** Opening Extracted records block **

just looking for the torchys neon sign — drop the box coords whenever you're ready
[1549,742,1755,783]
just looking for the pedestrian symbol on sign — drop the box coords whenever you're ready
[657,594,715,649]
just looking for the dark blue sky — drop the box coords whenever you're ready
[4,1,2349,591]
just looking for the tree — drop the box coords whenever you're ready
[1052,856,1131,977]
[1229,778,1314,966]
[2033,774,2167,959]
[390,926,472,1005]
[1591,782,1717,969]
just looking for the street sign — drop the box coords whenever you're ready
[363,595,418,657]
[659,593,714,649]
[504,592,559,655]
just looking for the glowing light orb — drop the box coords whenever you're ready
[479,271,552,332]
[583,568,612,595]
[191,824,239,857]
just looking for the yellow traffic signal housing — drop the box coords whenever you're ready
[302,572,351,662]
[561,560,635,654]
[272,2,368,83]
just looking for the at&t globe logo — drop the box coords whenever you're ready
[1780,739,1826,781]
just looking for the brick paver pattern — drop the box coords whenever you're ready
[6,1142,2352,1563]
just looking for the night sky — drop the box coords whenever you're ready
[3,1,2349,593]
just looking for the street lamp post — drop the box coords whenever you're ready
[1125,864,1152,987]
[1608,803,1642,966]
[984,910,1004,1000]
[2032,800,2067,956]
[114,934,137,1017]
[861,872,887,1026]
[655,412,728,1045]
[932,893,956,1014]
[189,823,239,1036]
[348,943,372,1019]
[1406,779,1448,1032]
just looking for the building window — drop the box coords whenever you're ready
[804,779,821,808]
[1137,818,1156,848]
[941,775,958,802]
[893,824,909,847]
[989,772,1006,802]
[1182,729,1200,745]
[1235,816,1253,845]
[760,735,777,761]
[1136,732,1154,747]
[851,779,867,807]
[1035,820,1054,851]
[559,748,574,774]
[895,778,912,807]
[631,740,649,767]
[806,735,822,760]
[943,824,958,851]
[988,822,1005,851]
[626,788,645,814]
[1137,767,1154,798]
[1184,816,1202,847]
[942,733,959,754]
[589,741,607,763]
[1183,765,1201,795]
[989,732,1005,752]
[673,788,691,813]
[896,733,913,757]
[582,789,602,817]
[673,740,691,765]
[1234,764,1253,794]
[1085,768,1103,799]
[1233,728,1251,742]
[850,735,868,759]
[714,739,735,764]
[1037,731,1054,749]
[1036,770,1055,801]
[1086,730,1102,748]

** Closing Extracted records block **

Look back at the records above. Repeat all of them exactly.

just looking for the torchys neon sign — drop the box coords whenever you're ready
[1549,742,1755,783]
just looking for the pedestrian symbol on sign — drop the box coords whenever you're ready
[657,594,715,649]
just looking for the dark blue sky — drop the box coords whenever you're ready
[4,1,2349,591]
just looking for the tree — drop the box coords whenever you're ready
[1052,856,1131,977]
[1229,778,1314,966]
[2033,774,2167,959]
[390,926,472,1005]
[1591,782,1717,969]
just looking for the street sign — drop the box coords whenever you're ready
[363,595,418,657]
[659,593,714,649]
[504,592,559,655]
just looking for the glowing light orb — drop the box coords whenever you're ready
[479,271,552,332]
[583,568,612,595]
[191,824,239,857]
just looking for the yellow traffic signal housing — drop the box coords whenever you're ready
[302,572,351,662]
[561,560,635,654]
[272,2,368,83]
just looking for the at&t globe logo — drop the box coords whenever you're ready
[1780,739,1826,781]
just looking for the brick paver pattern — drop the box coords whenever you're ready
[6,1142,2352,1563]
just looking for the night sky — drop the box coords whenever you're ready
[3,1,2349,593]
just looking for the street lamp post — drop the box coords whenever you're ready
[1125,864,1152,987]
[1608,803,1642,966]
[984,910,1004,1000]
[2032,800,2067,956]
[114,934,137,1017]
[861,872,887,1026]
[655,412,728,1045]
[932,893,956,1014]
[189,823,239,1036]
[348,943,372,1019]
[1406,779,1448,1032]
just looking for the building window — drop the box coords whenever you're ready
[804,779,821,808]
[1137,818,1156,848]
[941,775,958,802]
[893,824,909,847]
[989,772,1006,802]
[1182,729,1200,745]
[1235,816,1253,845]
[760,735,777,761]
[1136,732,1154,747]
[851,779,867,807]
[1035,820,1054,851]
[559,748,574,774]
[895,778,912,807]
[631,740,649,767]
[806,735,822,760]
[943,824,958,851]
[988,822,1005,851]
[626,788,645,814]
[1137,767,1154,798]
[1184,816,1202,847]
[942,733,959,754]
[589,741,607,763]
[1183,765,1201,795]
[989,732,1005,752]
[673,788,691,813]
[896,733,913,757]
[582,789,602,817]
[673,740,691,765]
[1234,764,1253,794]
[1085,768,1103,799]
[1233,728,1251,742]
[850,735,868,759]
[714,739,735,764]
[1037,731,1054,749]
[1036,770,1055,801]
[1086,730,1102,748]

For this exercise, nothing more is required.